Goal of the exercise -> From the listing below, pull out every line where the string "person" appears.

Start of Block

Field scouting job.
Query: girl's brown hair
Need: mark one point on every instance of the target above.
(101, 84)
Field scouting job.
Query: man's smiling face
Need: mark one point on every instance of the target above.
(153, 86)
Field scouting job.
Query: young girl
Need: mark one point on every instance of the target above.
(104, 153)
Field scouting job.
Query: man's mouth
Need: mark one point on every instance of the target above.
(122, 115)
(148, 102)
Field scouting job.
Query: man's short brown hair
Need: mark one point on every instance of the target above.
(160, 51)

End of Block
Start of Block

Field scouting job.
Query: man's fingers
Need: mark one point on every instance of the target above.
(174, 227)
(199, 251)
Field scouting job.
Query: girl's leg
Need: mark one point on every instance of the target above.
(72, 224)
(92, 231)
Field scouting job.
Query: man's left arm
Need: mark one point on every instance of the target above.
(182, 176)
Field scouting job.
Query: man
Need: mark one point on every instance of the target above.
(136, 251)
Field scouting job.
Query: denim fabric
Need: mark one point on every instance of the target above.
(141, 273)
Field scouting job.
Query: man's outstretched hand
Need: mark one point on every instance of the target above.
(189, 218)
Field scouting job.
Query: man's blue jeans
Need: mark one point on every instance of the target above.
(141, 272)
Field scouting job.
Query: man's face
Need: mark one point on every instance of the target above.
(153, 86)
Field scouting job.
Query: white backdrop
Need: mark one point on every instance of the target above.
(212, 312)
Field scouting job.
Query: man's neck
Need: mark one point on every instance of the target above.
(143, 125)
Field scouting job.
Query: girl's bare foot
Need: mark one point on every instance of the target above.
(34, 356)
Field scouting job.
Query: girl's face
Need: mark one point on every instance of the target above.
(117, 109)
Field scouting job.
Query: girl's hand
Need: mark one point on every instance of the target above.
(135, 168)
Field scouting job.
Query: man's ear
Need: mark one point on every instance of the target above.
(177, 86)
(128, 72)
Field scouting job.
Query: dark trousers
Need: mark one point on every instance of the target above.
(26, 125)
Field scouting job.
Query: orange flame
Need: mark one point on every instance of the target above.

End of Block
Start of Block

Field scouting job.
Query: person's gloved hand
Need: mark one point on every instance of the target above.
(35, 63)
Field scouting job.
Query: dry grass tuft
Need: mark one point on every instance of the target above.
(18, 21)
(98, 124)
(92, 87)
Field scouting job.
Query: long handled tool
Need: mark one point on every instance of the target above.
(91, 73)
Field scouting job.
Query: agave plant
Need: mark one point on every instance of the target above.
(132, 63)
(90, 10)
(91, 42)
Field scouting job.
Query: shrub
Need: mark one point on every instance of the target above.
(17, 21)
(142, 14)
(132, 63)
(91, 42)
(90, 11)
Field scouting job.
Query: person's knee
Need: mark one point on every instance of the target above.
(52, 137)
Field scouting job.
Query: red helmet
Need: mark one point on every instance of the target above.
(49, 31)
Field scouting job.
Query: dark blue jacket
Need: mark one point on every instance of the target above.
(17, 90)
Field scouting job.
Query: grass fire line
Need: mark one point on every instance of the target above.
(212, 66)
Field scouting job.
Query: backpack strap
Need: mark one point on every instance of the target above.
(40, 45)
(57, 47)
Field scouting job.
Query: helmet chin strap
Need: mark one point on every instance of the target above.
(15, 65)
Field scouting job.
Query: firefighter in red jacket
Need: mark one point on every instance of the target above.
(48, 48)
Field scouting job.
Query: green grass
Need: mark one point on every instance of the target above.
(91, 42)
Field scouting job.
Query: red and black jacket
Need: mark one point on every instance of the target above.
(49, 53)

End of Block

Task answer ->
Query: person's gloved hand
Query: person's knee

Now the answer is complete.